Stored data entries ▸
━━━

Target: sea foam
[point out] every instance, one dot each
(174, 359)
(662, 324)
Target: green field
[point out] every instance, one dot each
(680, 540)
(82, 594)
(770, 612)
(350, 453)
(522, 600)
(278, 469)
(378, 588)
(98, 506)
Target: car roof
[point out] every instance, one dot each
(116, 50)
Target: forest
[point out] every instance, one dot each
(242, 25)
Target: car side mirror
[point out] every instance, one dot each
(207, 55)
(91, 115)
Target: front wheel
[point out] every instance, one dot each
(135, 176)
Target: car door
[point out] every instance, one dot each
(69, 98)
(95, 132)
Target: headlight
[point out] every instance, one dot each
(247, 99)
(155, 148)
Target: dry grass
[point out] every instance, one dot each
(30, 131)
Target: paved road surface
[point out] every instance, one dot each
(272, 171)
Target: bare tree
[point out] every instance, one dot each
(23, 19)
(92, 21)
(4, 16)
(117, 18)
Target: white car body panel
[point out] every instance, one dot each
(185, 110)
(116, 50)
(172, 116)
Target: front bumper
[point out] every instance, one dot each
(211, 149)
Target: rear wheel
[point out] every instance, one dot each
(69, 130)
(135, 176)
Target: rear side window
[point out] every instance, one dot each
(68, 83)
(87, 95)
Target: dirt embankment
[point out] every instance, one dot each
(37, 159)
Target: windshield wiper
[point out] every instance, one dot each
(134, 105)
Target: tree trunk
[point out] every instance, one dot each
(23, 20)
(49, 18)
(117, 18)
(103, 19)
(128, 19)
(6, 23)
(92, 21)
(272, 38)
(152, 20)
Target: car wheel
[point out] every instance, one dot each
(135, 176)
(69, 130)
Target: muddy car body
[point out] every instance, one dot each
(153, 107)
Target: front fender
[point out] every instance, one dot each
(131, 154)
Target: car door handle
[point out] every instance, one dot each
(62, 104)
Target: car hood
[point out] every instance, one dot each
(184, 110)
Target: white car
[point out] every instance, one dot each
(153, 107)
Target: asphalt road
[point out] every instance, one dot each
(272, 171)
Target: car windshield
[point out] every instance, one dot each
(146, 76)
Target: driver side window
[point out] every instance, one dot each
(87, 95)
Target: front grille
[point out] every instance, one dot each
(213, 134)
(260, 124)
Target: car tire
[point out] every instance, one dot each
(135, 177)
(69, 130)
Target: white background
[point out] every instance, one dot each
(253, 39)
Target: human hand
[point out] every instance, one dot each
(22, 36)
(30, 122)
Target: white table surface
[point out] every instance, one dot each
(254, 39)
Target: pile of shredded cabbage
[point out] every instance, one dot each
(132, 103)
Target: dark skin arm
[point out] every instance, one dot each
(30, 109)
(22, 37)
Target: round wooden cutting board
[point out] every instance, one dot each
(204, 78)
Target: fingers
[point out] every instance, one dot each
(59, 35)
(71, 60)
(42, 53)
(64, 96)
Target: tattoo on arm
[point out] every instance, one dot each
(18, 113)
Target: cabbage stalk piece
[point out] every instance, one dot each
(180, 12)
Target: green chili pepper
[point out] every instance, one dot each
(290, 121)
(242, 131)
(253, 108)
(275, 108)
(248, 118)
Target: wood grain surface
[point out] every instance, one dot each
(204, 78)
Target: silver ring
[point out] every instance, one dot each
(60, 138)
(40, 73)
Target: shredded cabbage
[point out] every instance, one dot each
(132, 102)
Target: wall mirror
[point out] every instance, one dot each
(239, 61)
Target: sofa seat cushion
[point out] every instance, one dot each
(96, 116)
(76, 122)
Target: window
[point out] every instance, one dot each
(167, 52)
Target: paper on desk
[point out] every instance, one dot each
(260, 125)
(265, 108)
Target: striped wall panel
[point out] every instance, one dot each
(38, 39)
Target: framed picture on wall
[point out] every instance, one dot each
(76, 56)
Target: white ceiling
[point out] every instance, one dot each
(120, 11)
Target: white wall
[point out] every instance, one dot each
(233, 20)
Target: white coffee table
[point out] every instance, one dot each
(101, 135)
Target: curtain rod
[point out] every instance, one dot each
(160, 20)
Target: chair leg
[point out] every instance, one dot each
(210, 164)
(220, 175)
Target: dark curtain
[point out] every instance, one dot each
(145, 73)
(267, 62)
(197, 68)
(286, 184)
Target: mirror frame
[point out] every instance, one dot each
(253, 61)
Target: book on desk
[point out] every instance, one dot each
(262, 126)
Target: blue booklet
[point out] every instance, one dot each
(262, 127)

━━━

BRIEF ▸
All of the entries need to be reproduced exactly; please write them out.

ANSWER TO THIS EXERCISE ▸
Target: sea foam
[point out] every instance, one dot each
(174, 359)
(662, 324)
Target: green field
[point out] every instance, one dot each
(680, 540)
(82, 594)
(770, 612)
(350, 453)
(522, 600)
(278, 469)
(378, 588)
(98, 506)
Target: car roof
[point out] every instance, one dot each
(116, 50)
Target: forest
[point out] every instance, one dot each
(242, 25)
Target: car side mirror
[point out] every instance, one dot each
(207, 55)
(91, 115)
Target: front wheel
[point out] every instance, one dot each
(135, 176)
Target: car door
[point out] every instance, one dot each
(69, 98)
(95, 132)
Target: headlight
[point out] every instance, one dot each
(247, 99)
(155, 148)
Target: dry grass
[point out] every instance, one dot each
(30, 131)
Target: paved road surface
[point out] every instance, one dot each
(272, 171)
Target: bare tree
[point out] every instance, one dot each
(23, 19)
(92, 21)
(4, 16)
(117, 18)
Target: white car body panel
[point out] every instance, one dot each
(185, 110)
(116, 50)
(172, 116)
Target: front bumper
[point out] every instance, one dot each
(211, 149)
Target: rear wheel
[point out] every instance, one dot each
(69, 130)
(135, 176)
Target: rear side window
[point out] every instance, one dot each
(68, 83)
(87, 95)
Target: dirt embankment
[point out] every instance, one dot each
(37, 159)
Target: windshield wiper
[point out] every instance, one dot each
(134, 105)
Target: tree trunk
[point out] every instance, one dot each
(23, 20)
(49, 18)
(117, 18)
(103, 19)
(128, 19)
(6, 23)
(92, 21)
(272, 38)
(152, 20)
Target: car wheel
[point out] every instance, one dot each
(135, 176)
(69, 130)
Target: muddy car body
[point out] every instance, one dot each
(153, 107)
Target: front fender
[point out] every instance, one dot each
(131, 154)
Target: car door handle
[point out] every instance, one dot each
(62, 104)
Target: car hood
[point out] every instance, one dot each
(184, 110)
Target: white car
[point out] every instance, one dot each
(153, 107)
Target: asphalt road
[point out] every instance, one dot each
(272, 171)
Target: car windshield
[point out] every instance, one dot each
(146, 76)
Target: driver side window
[point out] every instance, one dot each
(87, 95)
Target: front grille
[point out] every instance, one dot each
(213, 134)
(260, 124)
Target: car tire
[point out] every instance, one dot each
(135, 177)
(69, 130)
Target: white background
[point out] every instance, one dot each
(253, 39)
Target: human hand
[point out] every instance, one dot each
(22, 36)
(30, 122)
Target: white table surface
[point out] every instance, one dot each
(254, 39)
Target: pile of shredded cabbage
[point out] every instance, one dot each
(132, 103)
Target: dark skin arm
[point out] every instance, one dot each
(30, 109)
(22, 37)
Target: round wooden cutting board
[point out] every instance, one dot each
(204, 78)
Target: fingers
[point out] every instance, one dot each
(59, 35)
(71, 60)
(42, 53)
(64, 96)
Target: tattoo on arm
[point out] every instance, one dot each
(18, 113)
Target: cabbage stalk piece
[point out] every instance, one dot each
(180, 12)
Target: green chili pepper
[point out] every instance, one dot each
(290, 121)
(242, 131)
(253, 108)
(275, 108)
(248, 118)
Target: wood grain surface
[point out] every instance, one dot each
(204, 78)
Target: silver ring
[point out] every instance, one dot each
(60, 138)
(40, 73)
Target: shredded cabbage
[point out] every instance, one dot each
(132, 102)
Target: wall mirror
[point out] every instance, one dot each
(239, 61)
Target: sofa seat cushion
[point out] every instance, one dot each
(96, 116)
(76, 122)
Target: window
[point out] every instance, one dot each
(167, 52)
Target: paper on desk
[point out] every instance, one dot each
(260, 125)
(265, 108)
Target: striped wall panel
[point out] every instance, one dot each
(38, 39)
Target: framed picture on wall
[point out] every instance, one dot each
(76, 56)
Target: white ceiling
[point out] every instance, one dot each
(120, 11)
Target: white wall
[point out] every instance, one dot each
(233, 20)
Target: white coffee table
[point out] every instance, one dot each
(101, 135)
Target: curtain rod
[point out] every instance, one dot each
(160, 20)
Target: chair leg
[point out] every instance, one dot each
(210, 164)
(220, 175)
Target: dark curtain
[point out] every instance, one dot each
(145, 73)
(267, 62)
(197, 68)
(286, 184)
Target: mirror frame
[point out] every instance, one dot each
(253, 61)
Target: book on desk
[point out] every instance, one dot each
(262, 126)
Target: blue booklet
[point out] every instance, one dot each
(262, 127)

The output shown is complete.